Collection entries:
↓↓↓

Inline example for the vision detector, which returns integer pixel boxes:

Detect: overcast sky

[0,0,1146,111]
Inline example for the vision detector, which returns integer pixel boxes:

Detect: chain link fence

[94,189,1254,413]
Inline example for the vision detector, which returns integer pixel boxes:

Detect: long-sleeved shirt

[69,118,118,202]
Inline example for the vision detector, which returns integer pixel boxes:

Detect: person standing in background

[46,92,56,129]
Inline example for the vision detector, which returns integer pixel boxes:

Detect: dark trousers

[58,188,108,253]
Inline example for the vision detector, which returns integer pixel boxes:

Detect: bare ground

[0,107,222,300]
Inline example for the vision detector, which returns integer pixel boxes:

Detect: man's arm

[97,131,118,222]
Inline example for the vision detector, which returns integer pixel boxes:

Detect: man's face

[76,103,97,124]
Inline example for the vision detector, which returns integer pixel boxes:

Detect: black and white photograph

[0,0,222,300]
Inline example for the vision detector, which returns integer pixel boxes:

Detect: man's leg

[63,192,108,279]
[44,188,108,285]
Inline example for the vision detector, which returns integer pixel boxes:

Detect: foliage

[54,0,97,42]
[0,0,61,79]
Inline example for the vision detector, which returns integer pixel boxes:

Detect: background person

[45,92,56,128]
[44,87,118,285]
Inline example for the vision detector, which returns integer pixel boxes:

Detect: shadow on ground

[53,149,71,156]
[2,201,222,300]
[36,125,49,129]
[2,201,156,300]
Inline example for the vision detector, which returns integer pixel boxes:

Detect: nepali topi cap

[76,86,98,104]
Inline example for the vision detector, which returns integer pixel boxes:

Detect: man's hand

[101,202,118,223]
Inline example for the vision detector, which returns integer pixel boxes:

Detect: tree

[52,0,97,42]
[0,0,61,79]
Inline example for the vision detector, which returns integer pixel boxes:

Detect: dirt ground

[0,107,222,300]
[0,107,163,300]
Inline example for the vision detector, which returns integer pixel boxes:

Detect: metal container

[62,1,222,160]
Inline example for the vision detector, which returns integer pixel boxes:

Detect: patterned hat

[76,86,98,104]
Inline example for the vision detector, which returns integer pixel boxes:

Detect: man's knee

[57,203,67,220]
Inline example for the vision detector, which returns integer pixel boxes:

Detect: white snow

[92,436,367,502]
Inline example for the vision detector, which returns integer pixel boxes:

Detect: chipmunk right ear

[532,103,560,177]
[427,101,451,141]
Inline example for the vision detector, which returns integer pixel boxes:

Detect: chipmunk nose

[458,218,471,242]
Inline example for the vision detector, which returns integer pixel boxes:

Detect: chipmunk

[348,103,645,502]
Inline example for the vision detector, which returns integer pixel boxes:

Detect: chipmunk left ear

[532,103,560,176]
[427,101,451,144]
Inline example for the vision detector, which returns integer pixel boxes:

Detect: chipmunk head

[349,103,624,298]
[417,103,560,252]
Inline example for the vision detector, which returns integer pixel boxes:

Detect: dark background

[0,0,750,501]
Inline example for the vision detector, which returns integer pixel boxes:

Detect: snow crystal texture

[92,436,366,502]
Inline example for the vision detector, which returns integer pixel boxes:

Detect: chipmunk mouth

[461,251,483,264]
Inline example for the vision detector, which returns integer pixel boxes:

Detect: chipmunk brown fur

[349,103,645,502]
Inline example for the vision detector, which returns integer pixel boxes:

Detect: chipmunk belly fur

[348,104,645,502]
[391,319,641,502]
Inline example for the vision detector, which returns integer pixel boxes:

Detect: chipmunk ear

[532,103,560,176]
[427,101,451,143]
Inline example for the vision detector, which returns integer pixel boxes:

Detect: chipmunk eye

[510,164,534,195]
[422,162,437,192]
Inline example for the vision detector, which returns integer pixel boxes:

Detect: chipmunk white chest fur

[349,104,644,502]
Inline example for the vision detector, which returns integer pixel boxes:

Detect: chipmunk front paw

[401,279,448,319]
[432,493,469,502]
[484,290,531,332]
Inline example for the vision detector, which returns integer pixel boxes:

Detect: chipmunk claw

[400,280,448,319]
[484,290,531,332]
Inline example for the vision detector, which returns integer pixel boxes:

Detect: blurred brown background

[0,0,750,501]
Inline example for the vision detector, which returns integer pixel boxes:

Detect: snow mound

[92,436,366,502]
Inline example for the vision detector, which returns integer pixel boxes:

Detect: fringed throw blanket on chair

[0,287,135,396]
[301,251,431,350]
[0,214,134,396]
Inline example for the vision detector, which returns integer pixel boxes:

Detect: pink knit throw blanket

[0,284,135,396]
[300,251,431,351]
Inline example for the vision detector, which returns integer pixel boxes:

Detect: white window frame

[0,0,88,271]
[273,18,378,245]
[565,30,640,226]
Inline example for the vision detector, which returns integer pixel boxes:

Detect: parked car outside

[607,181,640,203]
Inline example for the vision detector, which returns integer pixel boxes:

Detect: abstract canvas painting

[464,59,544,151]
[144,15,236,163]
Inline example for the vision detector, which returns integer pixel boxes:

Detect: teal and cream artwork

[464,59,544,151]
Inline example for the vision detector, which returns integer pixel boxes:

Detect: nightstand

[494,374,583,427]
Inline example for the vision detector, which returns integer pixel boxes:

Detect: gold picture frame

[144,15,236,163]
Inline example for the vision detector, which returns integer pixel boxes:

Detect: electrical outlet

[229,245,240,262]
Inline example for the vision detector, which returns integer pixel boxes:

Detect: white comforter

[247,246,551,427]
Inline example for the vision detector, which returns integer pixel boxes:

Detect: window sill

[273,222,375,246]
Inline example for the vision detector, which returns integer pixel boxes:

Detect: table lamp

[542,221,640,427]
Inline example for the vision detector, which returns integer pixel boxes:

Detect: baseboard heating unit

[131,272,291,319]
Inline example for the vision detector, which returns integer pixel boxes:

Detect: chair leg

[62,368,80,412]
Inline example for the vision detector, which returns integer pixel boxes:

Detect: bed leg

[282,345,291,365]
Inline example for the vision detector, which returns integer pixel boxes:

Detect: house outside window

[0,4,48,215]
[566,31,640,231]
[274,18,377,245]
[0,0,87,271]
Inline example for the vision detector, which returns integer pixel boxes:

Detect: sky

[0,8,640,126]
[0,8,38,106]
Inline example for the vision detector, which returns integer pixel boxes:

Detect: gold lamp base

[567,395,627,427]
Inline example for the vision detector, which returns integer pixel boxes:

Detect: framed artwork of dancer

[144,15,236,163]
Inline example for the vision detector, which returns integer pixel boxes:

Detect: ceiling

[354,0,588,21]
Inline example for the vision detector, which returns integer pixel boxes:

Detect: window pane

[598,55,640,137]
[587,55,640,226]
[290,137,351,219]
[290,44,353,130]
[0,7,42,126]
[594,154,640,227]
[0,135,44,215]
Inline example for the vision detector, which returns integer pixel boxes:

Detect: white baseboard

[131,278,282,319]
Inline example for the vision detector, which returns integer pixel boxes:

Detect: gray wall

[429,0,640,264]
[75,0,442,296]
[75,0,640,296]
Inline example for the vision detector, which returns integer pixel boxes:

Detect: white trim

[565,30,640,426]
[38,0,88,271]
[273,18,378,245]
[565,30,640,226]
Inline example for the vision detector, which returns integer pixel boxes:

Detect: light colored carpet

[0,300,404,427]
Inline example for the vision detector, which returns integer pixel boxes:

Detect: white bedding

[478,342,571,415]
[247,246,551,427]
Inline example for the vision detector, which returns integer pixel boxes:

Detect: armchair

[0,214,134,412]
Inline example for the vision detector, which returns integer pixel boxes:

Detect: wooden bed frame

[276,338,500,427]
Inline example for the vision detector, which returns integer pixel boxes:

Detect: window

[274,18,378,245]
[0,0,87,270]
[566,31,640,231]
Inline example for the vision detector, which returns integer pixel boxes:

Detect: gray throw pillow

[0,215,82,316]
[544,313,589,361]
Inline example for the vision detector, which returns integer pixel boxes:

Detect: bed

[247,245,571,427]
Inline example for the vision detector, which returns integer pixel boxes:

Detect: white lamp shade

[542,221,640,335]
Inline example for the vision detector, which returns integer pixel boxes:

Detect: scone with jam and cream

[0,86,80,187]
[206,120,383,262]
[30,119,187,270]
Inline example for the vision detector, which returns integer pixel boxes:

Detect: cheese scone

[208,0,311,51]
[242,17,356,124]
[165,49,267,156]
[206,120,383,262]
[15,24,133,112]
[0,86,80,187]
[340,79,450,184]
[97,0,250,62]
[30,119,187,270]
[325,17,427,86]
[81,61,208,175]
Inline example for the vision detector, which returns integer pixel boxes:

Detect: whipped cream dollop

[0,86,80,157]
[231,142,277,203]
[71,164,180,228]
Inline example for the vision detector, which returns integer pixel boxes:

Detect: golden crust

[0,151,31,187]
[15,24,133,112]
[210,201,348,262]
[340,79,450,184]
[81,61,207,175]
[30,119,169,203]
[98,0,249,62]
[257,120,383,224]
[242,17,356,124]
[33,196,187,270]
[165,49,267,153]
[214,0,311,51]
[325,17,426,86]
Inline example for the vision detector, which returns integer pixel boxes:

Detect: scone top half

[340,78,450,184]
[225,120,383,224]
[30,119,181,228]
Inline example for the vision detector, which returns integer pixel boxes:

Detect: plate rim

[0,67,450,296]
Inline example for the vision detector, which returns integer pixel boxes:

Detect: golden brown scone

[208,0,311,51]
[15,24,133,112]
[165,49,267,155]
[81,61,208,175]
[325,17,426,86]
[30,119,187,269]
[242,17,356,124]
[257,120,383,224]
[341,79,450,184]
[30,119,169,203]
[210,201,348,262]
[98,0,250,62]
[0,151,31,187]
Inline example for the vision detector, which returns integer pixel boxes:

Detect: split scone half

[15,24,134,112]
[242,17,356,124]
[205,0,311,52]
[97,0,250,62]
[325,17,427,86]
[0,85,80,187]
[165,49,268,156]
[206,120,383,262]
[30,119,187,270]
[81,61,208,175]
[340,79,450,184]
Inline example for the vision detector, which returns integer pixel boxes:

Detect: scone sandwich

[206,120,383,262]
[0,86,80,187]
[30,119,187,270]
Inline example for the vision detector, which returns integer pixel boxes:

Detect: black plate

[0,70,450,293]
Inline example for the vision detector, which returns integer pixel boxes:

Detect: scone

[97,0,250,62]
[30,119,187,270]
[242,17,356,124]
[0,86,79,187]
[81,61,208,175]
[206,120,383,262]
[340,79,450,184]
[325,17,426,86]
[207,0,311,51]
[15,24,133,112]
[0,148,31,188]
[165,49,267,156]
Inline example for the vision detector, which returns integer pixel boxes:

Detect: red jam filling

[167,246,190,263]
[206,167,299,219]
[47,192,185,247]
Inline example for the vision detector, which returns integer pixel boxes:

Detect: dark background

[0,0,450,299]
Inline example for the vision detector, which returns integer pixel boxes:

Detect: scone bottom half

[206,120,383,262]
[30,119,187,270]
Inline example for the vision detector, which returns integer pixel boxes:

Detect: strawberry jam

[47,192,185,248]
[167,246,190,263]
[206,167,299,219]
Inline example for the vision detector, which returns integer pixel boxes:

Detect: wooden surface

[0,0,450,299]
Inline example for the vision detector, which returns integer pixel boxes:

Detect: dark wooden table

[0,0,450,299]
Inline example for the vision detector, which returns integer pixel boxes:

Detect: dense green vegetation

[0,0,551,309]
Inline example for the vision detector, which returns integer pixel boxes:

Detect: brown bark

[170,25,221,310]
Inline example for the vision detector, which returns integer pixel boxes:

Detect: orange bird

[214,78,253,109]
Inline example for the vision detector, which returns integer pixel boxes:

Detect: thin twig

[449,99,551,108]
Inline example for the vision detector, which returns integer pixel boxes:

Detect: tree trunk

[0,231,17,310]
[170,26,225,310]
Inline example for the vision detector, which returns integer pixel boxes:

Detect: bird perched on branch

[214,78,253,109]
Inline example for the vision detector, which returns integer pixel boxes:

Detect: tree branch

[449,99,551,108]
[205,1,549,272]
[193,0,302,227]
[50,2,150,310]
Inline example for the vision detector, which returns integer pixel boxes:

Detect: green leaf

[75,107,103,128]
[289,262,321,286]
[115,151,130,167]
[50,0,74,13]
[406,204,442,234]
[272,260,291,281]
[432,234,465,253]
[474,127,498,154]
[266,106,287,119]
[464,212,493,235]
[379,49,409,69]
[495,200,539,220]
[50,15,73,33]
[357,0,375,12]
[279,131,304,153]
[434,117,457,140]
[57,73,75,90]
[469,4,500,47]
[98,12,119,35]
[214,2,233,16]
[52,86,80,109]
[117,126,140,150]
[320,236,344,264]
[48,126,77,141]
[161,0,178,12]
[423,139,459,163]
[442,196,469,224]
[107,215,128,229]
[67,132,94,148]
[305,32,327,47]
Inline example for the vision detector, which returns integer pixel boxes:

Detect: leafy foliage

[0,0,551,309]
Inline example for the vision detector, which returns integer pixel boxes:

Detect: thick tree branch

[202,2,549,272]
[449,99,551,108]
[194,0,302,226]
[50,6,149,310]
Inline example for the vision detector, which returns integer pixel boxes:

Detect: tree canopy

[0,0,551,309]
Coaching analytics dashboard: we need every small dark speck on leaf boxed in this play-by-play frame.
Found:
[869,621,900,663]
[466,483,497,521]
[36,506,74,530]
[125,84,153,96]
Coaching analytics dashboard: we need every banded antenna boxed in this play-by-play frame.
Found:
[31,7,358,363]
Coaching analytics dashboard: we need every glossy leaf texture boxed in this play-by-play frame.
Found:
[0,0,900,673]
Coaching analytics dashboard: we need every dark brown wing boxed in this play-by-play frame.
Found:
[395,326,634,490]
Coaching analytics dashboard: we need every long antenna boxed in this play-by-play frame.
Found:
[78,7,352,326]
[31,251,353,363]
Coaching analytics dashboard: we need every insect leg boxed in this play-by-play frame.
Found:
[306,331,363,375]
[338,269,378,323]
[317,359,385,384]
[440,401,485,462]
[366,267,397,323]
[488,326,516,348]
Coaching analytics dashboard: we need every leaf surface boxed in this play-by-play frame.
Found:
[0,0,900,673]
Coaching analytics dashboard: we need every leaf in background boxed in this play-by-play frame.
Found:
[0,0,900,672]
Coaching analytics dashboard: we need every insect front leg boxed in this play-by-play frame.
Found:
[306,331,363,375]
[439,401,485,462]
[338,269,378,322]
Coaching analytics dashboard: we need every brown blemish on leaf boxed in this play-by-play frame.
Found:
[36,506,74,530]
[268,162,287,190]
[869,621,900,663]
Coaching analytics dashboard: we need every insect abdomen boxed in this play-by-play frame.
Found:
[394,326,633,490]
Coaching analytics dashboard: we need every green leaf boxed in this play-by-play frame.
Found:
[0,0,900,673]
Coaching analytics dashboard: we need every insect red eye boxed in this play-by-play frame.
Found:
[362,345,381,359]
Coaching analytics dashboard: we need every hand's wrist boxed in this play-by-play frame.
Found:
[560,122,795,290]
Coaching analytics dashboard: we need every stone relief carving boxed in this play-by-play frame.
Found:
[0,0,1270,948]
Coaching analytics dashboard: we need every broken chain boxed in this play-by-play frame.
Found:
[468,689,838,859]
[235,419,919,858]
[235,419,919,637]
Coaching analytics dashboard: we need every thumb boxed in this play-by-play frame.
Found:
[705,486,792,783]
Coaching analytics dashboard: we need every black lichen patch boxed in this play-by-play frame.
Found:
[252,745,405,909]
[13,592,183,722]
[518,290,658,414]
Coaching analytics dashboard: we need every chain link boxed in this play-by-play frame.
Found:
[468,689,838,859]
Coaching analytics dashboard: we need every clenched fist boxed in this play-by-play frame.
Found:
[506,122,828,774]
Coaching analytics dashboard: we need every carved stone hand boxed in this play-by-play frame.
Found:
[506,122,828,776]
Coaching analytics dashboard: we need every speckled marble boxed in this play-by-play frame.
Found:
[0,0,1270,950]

↑↑↑

#### Problem to work on
Copy the rows between the line holding "Coaching analytics dashboard: we need every banded" and the line holding "[338,269,378,322]", both included, keeping every line identical to the original.

#### Response to this exercise
Coaching analytics dashboard: we need every banded antenna boxed in this play-by-play frame.
Found:
[31,7,358,363]
Coaching analytics dashboard: we need every glossy leaf texture boxed in this play-by-play frame.
Found:
[0,0,900,673]
Coaching analytics dashboard: we need every dark brown wing boxed in this play-by-play frame.
Found:
[395,326,634,490]
Coaching analytics dashboard: we need every long antenna boxed in this play-by-play frame.
Found:
[78,7,352,326]
[31,251,353,363]
Coaching analytics dashboard: we need every insect leg boxed in this play-by-play frame.
Found:
[306,331,363,375]
[338,269,378,323]
[317,359,385,384]
[440,401,485,462]
[366,267,397,323]
[488,326,516,348]
Coaching analytics dashboard: we need every leaf surface boxed in this play-by-play frame.
Found:
[0,0,900,673]
Coaching analytics dashboard: we need every leaf in background boxed in this play-by-play frame.
Found:
[0,0,900,672]
Coaching analytics dashboard: we need every insect front leg boxed in this play-by-play frame.
Found:
[306,331,363,375]
[439,401,485,462]
[338,269,378,322]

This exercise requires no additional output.